─── Document extract ───

Should I explain better or can you please tell me which thing is not clear?

>
--
David.
>
>
>
> Can you please help me how to use this if condition in your coding
> or we can also do it by using some other condition rather than if
> condition?
>
>
>
>
>
>
>
>
>
>
>
>
> ________________________________________
> From: David Winsemius [dwinsemius at comcast.net]
> Sent: Sunday, July 03, 2011 3:57 AM
> To: Bansal, Vikas
> Cc: Dennis Murphy; r-help at r-project.org
> Subject: Re: [R] For help in R coding
>
> On Jul 2, 2011, at 4:46 PM, Bansal, Vikas wrote:
>
>> DEAR ALL,
>> I TRIED THIS CODE AND THIS IS RUNNING PERFECTLY...
>>
>> df=read.table("Case2.pileup",fill=T,sep="\t",colClasses =
>> "character")
>> txt=df[,9]
>> txtvec <- readLines(textConnection(txt))
>> dad=data.frame(A = unlist(sapply(gregexpr("A|a", txtvec),
>> function(x) if ( x[[1]] != -1)
>> length(x) else 0 )),
>> C = unlist(sapply(gregexpr("C|c", txtvec), function(x) if ( x[[1]] !

─── Entries supplied ───

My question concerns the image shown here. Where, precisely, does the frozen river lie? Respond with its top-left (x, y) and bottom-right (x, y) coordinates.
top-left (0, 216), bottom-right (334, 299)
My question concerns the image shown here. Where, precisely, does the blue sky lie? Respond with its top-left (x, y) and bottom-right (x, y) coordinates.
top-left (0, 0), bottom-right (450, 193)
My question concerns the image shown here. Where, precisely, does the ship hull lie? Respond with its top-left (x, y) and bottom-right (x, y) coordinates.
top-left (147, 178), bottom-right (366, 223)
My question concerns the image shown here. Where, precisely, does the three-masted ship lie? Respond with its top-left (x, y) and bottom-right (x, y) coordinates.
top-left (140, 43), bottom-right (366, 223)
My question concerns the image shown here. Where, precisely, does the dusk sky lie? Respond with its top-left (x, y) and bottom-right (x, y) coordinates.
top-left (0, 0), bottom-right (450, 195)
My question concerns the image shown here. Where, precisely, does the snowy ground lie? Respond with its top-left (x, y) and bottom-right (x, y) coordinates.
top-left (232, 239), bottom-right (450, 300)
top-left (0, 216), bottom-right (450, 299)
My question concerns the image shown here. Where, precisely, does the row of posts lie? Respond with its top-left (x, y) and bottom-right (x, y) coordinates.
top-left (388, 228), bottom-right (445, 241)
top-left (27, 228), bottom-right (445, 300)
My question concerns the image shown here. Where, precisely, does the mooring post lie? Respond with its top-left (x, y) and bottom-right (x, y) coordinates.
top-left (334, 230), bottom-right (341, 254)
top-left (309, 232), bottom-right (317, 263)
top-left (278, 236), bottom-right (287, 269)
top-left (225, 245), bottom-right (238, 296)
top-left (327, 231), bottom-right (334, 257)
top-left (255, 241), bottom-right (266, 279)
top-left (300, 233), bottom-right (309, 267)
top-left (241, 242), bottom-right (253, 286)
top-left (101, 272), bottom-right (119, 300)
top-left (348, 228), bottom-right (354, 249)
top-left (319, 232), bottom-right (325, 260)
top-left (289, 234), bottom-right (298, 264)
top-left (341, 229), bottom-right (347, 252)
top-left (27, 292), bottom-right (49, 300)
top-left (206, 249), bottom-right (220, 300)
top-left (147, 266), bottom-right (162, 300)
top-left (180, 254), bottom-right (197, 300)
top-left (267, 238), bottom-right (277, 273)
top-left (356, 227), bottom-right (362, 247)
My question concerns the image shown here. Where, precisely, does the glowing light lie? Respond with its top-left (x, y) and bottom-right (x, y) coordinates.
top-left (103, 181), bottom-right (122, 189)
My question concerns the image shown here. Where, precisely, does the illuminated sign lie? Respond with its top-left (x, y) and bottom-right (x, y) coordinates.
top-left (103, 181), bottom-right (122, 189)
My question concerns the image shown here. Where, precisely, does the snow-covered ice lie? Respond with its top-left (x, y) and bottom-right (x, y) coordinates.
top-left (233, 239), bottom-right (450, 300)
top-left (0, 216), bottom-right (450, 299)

───
─── Entries supplied ───

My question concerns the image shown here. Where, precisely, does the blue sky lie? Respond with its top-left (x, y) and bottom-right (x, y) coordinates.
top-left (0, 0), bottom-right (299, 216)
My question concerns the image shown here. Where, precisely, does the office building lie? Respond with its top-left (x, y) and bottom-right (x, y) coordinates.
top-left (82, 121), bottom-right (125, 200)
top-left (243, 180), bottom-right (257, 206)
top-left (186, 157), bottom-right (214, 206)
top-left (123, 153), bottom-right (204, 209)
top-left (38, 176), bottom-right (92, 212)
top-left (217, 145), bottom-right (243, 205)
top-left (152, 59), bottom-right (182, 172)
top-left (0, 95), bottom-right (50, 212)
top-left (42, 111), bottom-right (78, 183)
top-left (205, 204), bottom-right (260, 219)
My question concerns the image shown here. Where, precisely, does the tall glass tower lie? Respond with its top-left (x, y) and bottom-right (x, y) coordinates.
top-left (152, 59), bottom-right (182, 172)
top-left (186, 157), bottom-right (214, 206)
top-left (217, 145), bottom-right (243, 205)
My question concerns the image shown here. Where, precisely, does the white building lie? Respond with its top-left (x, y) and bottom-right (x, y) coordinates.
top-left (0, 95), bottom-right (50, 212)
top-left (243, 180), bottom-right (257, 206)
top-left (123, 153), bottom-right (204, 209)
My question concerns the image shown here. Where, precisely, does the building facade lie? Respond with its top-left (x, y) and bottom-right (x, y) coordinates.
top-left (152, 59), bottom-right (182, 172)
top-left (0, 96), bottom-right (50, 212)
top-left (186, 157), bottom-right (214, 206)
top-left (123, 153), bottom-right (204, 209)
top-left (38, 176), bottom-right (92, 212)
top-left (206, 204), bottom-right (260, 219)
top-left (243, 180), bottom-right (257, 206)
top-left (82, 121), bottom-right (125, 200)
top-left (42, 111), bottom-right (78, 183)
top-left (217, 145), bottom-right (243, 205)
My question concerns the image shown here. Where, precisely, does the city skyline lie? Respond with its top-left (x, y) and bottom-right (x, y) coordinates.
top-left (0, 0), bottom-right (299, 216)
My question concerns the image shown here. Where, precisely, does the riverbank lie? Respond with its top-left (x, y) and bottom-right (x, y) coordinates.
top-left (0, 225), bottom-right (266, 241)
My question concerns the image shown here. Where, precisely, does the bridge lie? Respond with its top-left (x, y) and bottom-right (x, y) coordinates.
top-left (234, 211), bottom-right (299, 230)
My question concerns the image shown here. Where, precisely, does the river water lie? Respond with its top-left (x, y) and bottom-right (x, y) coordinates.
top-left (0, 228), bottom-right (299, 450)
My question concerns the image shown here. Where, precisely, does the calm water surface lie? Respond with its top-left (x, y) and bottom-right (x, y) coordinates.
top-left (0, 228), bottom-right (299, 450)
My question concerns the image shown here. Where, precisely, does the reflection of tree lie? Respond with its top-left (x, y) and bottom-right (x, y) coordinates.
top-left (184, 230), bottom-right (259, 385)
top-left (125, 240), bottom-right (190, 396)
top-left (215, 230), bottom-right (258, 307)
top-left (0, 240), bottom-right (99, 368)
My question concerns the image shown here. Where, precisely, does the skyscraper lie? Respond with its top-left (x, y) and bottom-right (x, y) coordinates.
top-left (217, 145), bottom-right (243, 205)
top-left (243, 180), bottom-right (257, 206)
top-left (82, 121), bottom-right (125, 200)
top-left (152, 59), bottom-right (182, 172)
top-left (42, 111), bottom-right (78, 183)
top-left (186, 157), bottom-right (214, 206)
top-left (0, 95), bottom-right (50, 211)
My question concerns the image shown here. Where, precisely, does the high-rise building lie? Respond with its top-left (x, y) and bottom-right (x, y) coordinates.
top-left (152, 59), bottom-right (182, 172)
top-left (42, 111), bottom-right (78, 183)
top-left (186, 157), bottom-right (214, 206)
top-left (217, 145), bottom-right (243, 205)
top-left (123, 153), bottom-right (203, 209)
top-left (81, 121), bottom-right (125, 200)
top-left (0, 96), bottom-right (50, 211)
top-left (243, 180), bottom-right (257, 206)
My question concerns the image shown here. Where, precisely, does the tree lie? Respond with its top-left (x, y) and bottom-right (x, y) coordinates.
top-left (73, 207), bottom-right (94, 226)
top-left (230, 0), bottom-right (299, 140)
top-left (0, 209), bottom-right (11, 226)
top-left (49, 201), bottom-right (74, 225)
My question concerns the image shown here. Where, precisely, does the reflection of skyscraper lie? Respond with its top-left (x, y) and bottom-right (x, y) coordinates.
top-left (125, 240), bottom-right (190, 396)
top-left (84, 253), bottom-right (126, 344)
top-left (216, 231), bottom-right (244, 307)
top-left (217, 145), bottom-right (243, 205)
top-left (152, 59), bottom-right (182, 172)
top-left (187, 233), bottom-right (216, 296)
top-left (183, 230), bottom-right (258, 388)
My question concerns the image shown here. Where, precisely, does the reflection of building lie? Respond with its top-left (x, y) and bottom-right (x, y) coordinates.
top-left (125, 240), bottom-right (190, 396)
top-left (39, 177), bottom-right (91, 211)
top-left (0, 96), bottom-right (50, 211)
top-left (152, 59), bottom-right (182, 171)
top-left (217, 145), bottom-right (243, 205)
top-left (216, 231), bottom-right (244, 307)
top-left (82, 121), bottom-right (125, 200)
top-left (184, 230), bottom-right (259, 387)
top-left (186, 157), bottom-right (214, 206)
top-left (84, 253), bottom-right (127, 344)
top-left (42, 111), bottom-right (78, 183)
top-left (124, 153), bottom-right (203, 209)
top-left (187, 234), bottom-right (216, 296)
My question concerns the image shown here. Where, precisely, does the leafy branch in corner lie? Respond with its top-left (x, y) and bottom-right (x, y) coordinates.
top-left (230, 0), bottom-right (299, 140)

───

◆ **Written task 1**
In the R-help thread excerpt, when was David Winsemius's reply sent?
◆ **Written task 2**
Pick up the R-help thread excerpt at its final line and carry it on.

◆ **Exercise response 1**
Sunday, July 03, 2011, at 3:57 AM.

◆ **Exercise response 2**
>> = -1)
>> length(x) else 0 )),
>> G = unlist(sapply(gregexpr("G|g", txtvec), function(x) if ( x[[1]] !
>> = -1)
>> length(x) else 0 )),
>> T = unlist(sapply(gregexpr("T|t", txtvec), function(x) if ( x[[1]] !
>> = -1)
>> length(x) else 0 )),
>> N = unlist(sapply(gregexpr("\\,|\\.", txtvec), function(x) if
>> ( x[[1]] != -1)
>> length(x) else 0 )))
>>
>
> The unlist operation is unnecessary since the sapply operation returns
> a vector.  (It doesn't hurt, but it is unnecessary.)
>>
>>
>>
>>
>> Thanking you,
>> Warm Regards
>> Vikas Bansal
>> Msc Bioinformatics
>> Kings College London
>> ________________________________________
>> From: David Winsemius [dwinsemius at comcast.net]
>> Sent: Saturday, July 02, 2011 9:04 PM
>> To: Dennis Murphy
>> Cc: r-help at r-project.org; Bansal, Vikas
>> Subject: Re: [R] For help in R coding
>>
>> On reflection and a bit of testing I think the best approach would be
>> to use gregexpr. For counting the number of commas, this appears
>> quite
>> straightforward.
>>
>>> sapply(gregexpr("\\,", txtvec), function(x) if ( x[[1]] != -1)
>> length(x) else 0 )
>> [1] 3 3 3 4 3 3 2 6 4 6 6
>>
>> It easily generalizes to period and the `|` (or) operation on
>> letters.
>> ( did need to add the check since the length of gregexpr is always at
>> least one but ihas value -1 when there is no match
>>
>>> sapply(gregexpr("t|T", txtvec), function(x) if ( x[[1]] != -1)
>> length(x) else 0 )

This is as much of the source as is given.